Source extract:
---

Utilizing a novel film, the technique is selective in the way it prevents laser transmission, meaning a high level of natural light through can still pass though the canopy with minimal color distortion. As a result, pilots are protected from dangerous laser incidents with no deterioration in vision.Dr Leslie Laycock, an executive scientist at BAE Systems commented, “A series of successful trials undertaken in a laboratory environment have proven that our method is effective against a wide variety of laser wavelengths. We have been able to achieve a visible light transmission in excess of 70%.
“Our system allows the majority of the light through the protective film, without the need for pilots to wear heavily tinted industrial goggles. This allows pilots to more effectively see instruments and their surroundings, whilst simultaneously blocking the dangerous laser light.” As technology advances, the wavelength of proliferated lasers may change. Due to the adaptability of this technology, pilots will always be protected as the film can simply be upgraded and selectively tuned to combat new laser threats. The next phase of development will see experimentation and commercialisation within the public sector.

---

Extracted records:
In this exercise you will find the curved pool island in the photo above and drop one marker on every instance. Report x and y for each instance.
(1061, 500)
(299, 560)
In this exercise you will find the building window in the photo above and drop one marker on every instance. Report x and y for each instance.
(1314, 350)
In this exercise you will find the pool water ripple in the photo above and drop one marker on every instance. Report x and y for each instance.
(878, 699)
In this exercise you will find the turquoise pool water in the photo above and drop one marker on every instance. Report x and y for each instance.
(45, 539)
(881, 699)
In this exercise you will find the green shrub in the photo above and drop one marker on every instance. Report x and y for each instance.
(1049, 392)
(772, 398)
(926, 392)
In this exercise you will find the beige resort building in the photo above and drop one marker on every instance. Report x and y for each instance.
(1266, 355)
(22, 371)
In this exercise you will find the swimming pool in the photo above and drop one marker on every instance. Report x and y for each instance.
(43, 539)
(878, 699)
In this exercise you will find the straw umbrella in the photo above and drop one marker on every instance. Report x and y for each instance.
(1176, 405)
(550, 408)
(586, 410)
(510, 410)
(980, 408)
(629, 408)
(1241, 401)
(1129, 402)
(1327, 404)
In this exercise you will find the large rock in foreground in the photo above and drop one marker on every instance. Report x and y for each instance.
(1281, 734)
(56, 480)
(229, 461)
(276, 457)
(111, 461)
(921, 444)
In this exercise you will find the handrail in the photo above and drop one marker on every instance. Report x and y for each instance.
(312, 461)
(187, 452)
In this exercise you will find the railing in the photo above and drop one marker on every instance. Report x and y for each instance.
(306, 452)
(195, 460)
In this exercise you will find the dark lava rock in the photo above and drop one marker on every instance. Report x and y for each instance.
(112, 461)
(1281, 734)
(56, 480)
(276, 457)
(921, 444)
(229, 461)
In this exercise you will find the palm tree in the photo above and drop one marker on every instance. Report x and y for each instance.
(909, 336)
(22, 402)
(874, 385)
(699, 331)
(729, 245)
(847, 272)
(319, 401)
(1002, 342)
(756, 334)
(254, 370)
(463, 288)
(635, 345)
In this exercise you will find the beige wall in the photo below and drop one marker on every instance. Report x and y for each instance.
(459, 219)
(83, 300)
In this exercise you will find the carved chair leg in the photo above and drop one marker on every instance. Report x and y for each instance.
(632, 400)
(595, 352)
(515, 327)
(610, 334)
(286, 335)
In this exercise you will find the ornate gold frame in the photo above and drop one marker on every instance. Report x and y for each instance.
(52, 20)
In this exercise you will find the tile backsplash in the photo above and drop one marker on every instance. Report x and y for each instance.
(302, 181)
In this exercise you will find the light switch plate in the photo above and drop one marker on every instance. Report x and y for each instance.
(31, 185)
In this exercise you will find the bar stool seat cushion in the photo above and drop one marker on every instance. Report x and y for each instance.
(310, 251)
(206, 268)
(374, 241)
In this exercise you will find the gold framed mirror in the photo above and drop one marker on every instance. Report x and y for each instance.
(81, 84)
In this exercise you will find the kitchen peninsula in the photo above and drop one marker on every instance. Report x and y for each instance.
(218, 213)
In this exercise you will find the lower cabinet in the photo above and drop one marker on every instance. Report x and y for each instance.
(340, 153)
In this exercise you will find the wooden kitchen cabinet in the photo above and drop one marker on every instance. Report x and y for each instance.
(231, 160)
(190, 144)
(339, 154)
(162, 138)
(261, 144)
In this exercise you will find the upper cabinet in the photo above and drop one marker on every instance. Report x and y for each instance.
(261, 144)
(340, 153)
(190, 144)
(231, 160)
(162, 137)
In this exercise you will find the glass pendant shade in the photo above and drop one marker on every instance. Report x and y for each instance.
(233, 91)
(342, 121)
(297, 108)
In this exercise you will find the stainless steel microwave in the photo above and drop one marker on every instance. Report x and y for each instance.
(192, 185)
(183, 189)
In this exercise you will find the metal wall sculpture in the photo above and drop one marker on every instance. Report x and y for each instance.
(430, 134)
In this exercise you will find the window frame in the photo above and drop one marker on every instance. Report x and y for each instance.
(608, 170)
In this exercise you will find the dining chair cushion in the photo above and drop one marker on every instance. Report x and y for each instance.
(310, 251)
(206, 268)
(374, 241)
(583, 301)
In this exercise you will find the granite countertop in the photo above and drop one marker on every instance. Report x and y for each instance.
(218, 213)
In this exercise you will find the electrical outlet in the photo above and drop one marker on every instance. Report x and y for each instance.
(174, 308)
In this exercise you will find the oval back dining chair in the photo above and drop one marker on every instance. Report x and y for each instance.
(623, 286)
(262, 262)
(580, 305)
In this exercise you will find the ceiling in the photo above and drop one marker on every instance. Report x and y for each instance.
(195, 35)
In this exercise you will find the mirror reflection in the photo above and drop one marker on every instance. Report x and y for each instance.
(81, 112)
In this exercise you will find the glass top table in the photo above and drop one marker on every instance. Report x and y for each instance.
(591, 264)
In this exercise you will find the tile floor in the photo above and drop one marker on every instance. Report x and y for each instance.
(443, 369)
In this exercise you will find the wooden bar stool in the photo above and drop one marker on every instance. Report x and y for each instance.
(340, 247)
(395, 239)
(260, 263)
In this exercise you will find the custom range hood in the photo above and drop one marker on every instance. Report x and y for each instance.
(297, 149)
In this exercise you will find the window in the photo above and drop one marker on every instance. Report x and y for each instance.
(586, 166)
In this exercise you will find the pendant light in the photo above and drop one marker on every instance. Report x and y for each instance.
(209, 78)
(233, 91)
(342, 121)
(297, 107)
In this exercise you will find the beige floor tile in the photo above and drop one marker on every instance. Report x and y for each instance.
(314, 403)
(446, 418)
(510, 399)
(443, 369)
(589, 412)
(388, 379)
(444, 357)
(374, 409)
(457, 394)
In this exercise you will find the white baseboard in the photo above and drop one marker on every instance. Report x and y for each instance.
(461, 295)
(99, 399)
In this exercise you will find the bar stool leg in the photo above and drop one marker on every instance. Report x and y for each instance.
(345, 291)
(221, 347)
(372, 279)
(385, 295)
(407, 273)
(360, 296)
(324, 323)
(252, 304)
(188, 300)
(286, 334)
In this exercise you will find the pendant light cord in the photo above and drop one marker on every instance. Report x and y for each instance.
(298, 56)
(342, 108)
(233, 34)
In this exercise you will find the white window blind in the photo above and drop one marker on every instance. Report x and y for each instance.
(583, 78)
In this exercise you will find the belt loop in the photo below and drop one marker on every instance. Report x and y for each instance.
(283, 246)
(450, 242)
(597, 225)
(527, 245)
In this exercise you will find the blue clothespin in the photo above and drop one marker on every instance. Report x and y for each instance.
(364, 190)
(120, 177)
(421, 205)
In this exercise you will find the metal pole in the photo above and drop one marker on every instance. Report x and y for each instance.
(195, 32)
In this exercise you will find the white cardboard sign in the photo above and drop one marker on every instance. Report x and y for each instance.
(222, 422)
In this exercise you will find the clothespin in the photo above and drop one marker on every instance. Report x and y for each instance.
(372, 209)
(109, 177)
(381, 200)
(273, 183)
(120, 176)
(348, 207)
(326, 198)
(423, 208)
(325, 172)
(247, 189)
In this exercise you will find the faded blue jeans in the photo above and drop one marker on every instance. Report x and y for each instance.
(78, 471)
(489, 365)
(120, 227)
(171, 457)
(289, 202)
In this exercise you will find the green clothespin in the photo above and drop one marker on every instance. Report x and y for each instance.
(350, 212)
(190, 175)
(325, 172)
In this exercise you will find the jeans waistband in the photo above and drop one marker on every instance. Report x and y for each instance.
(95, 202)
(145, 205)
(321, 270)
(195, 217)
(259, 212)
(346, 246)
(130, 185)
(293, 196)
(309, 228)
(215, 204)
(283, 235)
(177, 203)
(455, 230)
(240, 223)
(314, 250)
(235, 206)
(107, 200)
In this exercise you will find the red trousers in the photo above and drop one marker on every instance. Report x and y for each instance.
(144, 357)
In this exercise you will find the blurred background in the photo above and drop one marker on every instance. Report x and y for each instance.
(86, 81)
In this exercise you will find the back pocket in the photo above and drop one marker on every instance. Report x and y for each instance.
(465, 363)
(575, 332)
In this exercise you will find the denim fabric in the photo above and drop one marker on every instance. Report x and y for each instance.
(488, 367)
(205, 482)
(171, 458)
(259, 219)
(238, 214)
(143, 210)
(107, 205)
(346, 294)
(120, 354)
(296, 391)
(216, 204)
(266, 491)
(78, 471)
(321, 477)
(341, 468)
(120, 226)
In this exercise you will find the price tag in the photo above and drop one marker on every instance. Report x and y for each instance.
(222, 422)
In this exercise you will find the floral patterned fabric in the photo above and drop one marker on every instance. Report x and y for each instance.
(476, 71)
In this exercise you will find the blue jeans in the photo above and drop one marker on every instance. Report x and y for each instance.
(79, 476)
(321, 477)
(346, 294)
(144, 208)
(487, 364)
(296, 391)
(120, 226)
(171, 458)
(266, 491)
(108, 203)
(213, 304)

---

Problem requirements:
From the text on the laser-blocking canopy film, return the portion starting with "Utilizing a novel" and going on through "excess of 70%.", copied word for word.

Solution to the exercise:
Utilizing a novel film, the technique is selective in the way it prevents laser transmission, meaning a high level of natural light through can still pass though the canopy with minimal color distortion. As a result, pilots are protected from dangerous laser incidents with no deterioration in vision.Dr Leslie Laycock, an executive scientist at BAE Systems commented, “A series of successful trials undertaken in a laboratory environment have proven that our method is effective against a wide variety of laser wavelengths. We have been able to achieve a visible light transmission in excess of 70%.